— Excerto para ler —

+-------+

My Darling Dead Ones é inteiramente um romance canadiano. No já referido artigo analítico do The Globe and Mail, Erika de Vasconcelos é mencionada com destaque como sendo uma das novas escritoras canadianas que também estão a receber grande atenção noutros países europeus, incluindo agora Portugal, como já foi aqui dito. O factor novidade, no entanto, vai além da sua demarcada geografia nacional, mesmo que historicamente não tenha sido fácil aos canadianos anglófonos essa distinção, confundindo-se muitas vezes, aos olhos de outros  (na arte, como em quase todo o resto) com os seus poderosos vizinhos no outro lado da fronteira.  No campo temático, já muito se tem escrito nos últimos anos sobre esta literatura — desde os seus contornos ideológicos em Canadian Literature: Surrender or Revolution,[12] de Robin Mathews, a Second Words: Selected Critical Prose,[13] de Margaret Atwood; não esqueçamos aqui que um dos mais influentes teóricos da literatura do nosso século é também canadiano (e que escreveu sobre essa literatura), Northrop Frye. 

 

Com a publicação de My Darling Dead Ones, Erika de Vasconcelos integra-se na literatura nacional canadiana, mas provocando (tal como Katherine Vaz com Saudade) uma outra pergunta, que me parece inteiramente legítima: até que ponto estas novas literaturas pós-coloniais e também associadas à experiência imigrante e/ou étnica em toda a parte (não esqueçamos Rushdie e todos os seus colegas desde Londres a Nova Iorque e Toronto) poderão  ser aceites como literaturas transnacionais ligadas pela sua temática, pelas múltiplas intertextualidades e até por uma estética já bem demarcada (o uso, por exemplo, do bilinguismo ou de expressões-outras) a tradições específicas que as queiram também reclamar como suas,  neste caso a literatura canadiana e portuguesa? My Darling Dead Ones traz uma capa que de imediato avisa o eventual leitor — é feita de um cromatismo melancólico, de velhas cartas e postais escritas em português, originadas em,  e enviadas para Portugal. Mais ainda, a propósito do binacionalismo do romance, veja-se uma apreciação crítica na contracapa, retirada de uma publicação canadiana: “What is especially wonderful about My Darling Dead Ones is the abundance of life teeming through its pages: the Portuguese landscape of hilly, yellow-stuccoed houses is palpable; Magdalena’s flat in Lisbon invites exploration of its quaint clutter; one sniffs the scent earth as Leninha creates a back room of hostas and calla lilies in her suburban Montreal garden. Here is a complex and sumptuous world... ”.[14]

 

Exactamente. My Darling Dead Ones é a representação do nosso prolongamento humano e cultural na América do Norte: sem que sejam aqui o imigrante e seus descendentes os referentes do nosso miserabilismo, sem remorsos do passado e sem culpabilização política de um país que raramente soube tratar justamente do seu tecido social e económico. My Darling Dead Ones[15] é um título mais ou menos irónico, pois trata-se sem dúvida de um romance, finalmente, de gente que vive viva, intimamente sabedora do que a trouxe até ao presente, até à sua atribulada modernidade. A narradora-protagonista de Erika de Vasconcelos reinventa-se na sua ficção, e, nesse seu percurso devolve-nos a todos, no Canadá ou em Portugal, memórias e vivências mútuas incontornáveis.

+-------+

— Extrato de dados —

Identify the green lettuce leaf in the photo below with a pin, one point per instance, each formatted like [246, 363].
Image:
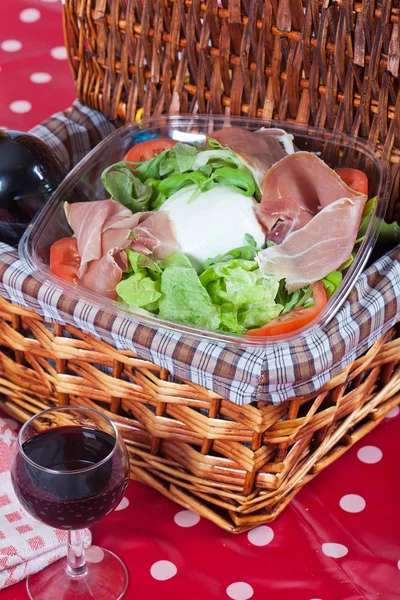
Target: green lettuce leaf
[245, 297]
[183, 297]
[331, 282]
[289, 301]
[140, 286]
[243, 180]
[179, 159]
[122, 185]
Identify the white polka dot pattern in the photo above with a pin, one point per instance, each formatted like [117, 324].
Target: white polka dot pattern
[239, 591]
[30, 15]
[11, 45]
[334, 550]
[20, 106]
[40, 77]
[186, 518]
[163, 570]
[352, 503]
[369, 454]
[59, 53]
[261, 536]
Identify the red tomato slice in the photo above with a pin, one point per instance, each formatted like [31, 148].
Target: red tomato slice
[65, 259]
[148, 149]
[296, 318]
[354, 178]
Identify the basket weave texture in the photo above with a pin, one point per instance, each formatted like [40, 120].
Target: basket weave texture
[237, 466]
[332, 64]
[329, 64]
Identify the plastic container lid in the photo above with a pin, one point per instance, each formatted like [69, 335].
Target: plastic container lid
[84, 183]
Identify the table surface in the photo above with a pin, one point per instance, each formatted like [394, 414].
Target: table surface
[340, 537]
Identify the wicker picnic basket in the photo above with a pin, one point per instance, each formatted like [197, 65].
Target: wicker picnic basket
[331, 64]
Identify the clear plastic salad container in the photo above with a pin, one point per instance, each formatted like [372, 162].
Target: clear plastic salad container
[84, 183]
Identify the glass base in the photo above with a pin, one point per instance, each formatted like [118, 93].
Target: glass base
[106, 579]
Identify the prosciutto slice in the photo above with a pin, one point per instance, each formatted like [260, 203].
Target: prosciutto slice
[318, 248]
[258, 150]
[103, 232]
[297, 188]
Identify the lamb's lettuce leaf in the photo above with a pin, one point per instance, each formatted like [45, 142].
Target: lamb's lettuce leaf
[123, 186]
[183, 297]
[140, 286]
[244, 296]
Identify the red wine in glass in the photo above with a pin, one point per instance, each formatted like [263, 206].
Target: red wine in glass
[70, 469]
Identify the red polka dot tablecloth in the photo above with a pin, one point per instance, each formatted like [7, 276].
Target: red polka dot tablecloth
[35, 79]
[338, 540]
[340, 537]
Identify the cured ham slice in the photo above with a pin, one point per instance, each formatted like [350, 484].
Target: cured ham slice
[296, 188]
[318, 248]
[258, 150]
[103, 275]
[103, 231]
[98, 228]
[155, 233]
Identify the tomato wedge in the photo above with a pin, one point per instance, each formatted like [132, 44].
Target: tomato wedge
[65, 259]
[148, 149]
[354, 178]
[296, 318]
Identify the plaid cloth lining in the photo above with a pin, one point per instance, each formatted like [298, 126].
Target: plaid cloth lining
[272, 374]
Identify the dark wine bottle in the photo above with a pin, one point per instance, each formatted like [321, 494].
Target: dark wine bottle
[29, 174]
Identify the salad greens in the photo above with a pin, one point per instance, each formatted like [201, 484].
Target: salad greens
[228, 292]
[147, 185]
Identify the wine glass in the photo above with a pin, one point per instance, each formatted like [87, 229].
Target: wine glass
[70, 469]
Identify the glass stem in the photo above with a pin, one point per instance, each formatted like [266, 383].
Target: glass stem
[76, 564]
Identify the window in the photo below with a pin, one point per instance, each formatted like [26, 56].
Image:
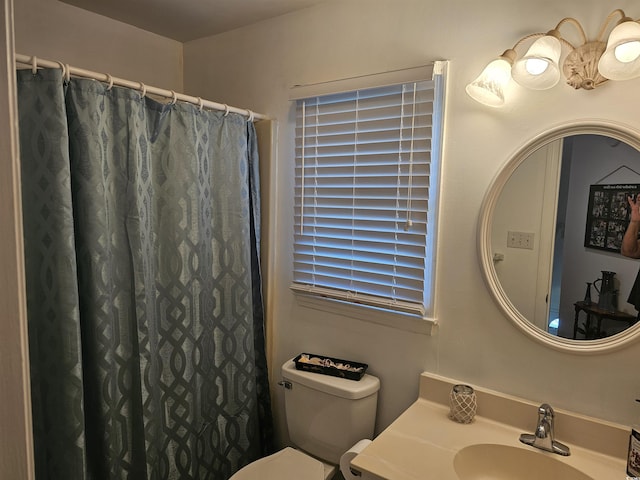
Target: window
[366, 190]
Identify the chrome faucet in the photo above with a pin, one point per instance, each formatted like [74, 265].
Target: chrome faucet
[543, 436]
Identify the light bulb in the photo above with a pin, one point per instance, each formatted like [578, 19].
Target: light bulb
[538, 69]
[621, 59]
[488, 88]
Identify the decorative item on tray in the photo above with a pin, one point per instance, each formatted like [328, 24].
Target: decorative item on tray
[335, 367]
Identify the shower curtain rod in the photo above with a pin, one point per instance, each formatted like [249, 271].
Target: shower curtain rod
[67, 70]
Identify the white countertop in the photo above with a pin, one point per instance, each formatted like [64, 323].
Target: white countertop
[423, 441]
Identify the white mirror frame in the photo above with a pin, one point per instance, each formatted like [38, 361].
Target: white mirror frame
[596, 127]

+-------+

— Tarefa curta A —
No excerto, que teórico da literatura é apresentado como canadiano e como um dos mais influentes do século?
— Tarefa curta B —
Transcreva do excerto o trecho que começa em "Exactamente. My Darling" e termina em "vivências mútuas incontornáveis.".

— Resposta completa A —
Northrop Frye.

— Resposta completa B —
Exactamente. My Darling Dead Ones é a representação do nosso prolongamento humano e cultural na América do Norte: sem que sejam aqui o imigrante e seus descendentes os referentes do nosso miserabilismo, sem remorsos do passado e sem culpabilização política de um país que raramente soube tratar justamente do seu tecido social e económico. My Darling Dead Ones[15] é um título mais ou menos irónico, pois trata-se sem dúvida de um romance, finalmente, de gente que vive viva, intimamente sabedora do que a trouxe até ao presente, até à sua atribulada modernidade. A narradora-protagonista de Erika de Vasconcelos reinventa-se na sua ficção, e, nesse seu percurso devolve-nos a todos, no Canadá ou em Portugal, memórias e vivências mútuas incontornáveis.